**Ejercicio:**
Responde, por favor, a estas preguntas sobre el extracto del documento:
(a) ¿Qué escritora polaca y premio Nobel habló en una entrevista de una guerra estallada tras la pandemia?
(b) ¿Cómo se titula el ensayo de David Rieff que se menciona?
(c) ¿A qué autor se cita para afirmar que el verdadero fin del Estado es la libertad?

**Extracto del documento:**
┏━━

Basta analizar el caso de España, donde los colectivos tradicionalmente destinados a vigilar la calidad democrática —sindicatos, intelectuales, universidades, juventudes— parecen inmunes ante el proceso destituyente de un presidente que una y otra vez hace gala de su dejación de funciones, gobernando al margen del Parlamento, sin presupuestos, vendiendo privilegios —ayer una amnistía, hoy una quita, mañana un cupo— a las comunidades más ricas en detrimento del principio de igualdad que teóricamente debería regir. Y frente a ese atropello constante, la protesta social brilla por su ausencia gracias a una total y miserable capitulación civil.

De alguna manera, la vita activa, entendida como acción política, está desapareciendo porque la ciudadanía ya no se siente como tal y está perdiendo el sentido de la responsabilidad junto al sentimiento de esperanza secular. Hace poco, la escritora polaca y premio Nobel Olga Tokaczuck decía en una entrevista que tras la pandemia había estallado una guerra que puso en duda nuestra fe en el progreso social y que nos inoculó el pesimismo. Quizá sea esa también otra de las razones por las cuales hoy en día el individuo ya no se siente parte de una sociedad a la que crea capaz de cambiar las cosas y mejorar tanto las condiciones de la propia vida como la de sus semejantes. Tras la pandemia, además, se aceleró un proceso de virtualización en el que la realidad ha quedado desustanciada, como si todo ocurriera en un ámbito de ficción.

En su último y muy recomendable ensayo, Deseo y destino (Taurus), David Rieff sostiene que la ideología woke, con su énfasis en la identidad y la venganza, ha conseguido cuadrar el círculo de la «satanización de la alta cultura tradicional de Occidente y la actitud más permisiva imaginable ante las desigualdades de clase». El sistema habría incorporado el discurso de la diferencia hasta convertirlo en parte de su mecanismo y volverlo inocuo ante los verdaderos problemas económicos y sociales que aquejan a las sociedades democráticas. Al mismo tiempo, el abandono de la tradición, en la que se hallarían las auténticas amenazas críticas al sistema —pensemos simplemente en la vieja ética universalista, por ejemplo, o en la gran literatura canónica que no se engaña con respecto a la catadura de nuestra condición— habría propiciado una politización total, la desaparición de espacios libres de política y de moral unánime. «Es la misma mentalidad que da origen a la auténtica policía de la moral en lugares como Irán, pero sin violencia y con una sonrisa».

Gracias a esta «banalidad del antinomismo», muchos jóvenes viven hoy escindidos entre un idealismo subjetivista de imposible ejecución y un sentimiento de constante apocalipsis en todos los órdenes que les impide ver el mundo como algo que también depende de la propia voluntad y del propio pensamiento solitario y dialéctico, en perpetua discusión con los semejantes. Su rebeldía ha sido domesticada y convertida en una inofensiva transgresión privada y espuria para solaz de los megamillonarios, cuyo negocio ha absorbido por completo el ocio de la juventud. A los que hemos tenido la suerte de acceder a otra educación y aprender a distinguir entre la verdad y el fraude, no nos queda más remedio que predicar un return to basics y decir, por ejemplo con Spinoza, que «el fin del Estado no es hacer que los hombres pasen de seres racionales a bestias o autómatas, sino, por el contrario, conseguir que su espíritu y su cuerpo se desenvuelvan en todas sus funciones y hagan libre uso de la razón sin rivalizar por el odio, la cólera o el engaño, ni se hagan la guerra con ánimo injusto. El verdadero fin del Estado es, pues, la libertad».

┗━━

**Datos del ejercicio:**
┏━━

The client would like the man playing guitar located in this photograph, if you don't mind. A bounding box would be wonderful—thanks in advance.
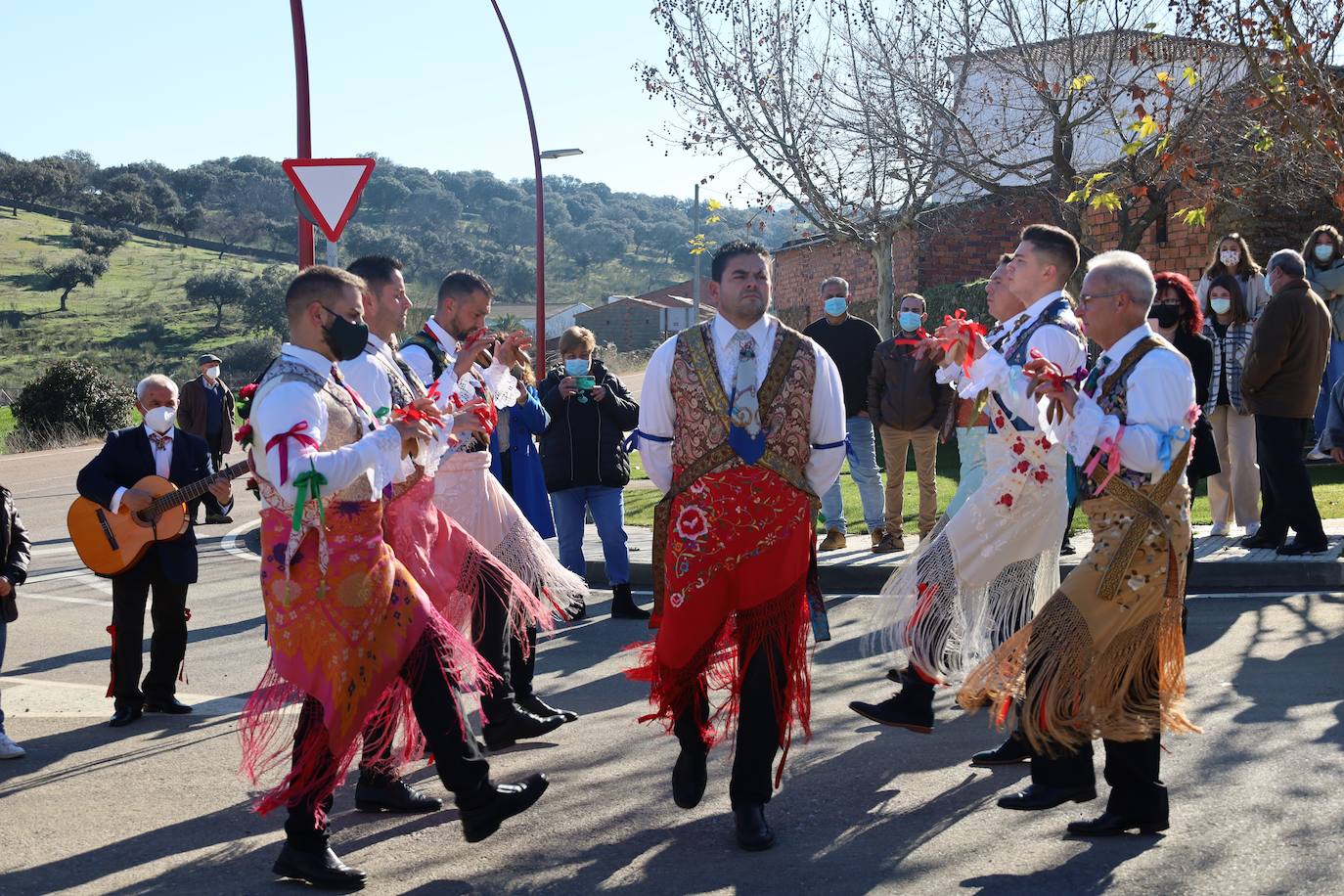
[76,374,233,728]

┗━━

**Tarea resuelta:**
(a) Olga Tokaczuck.
(b) Deseo y destino.
(c) Spinoza.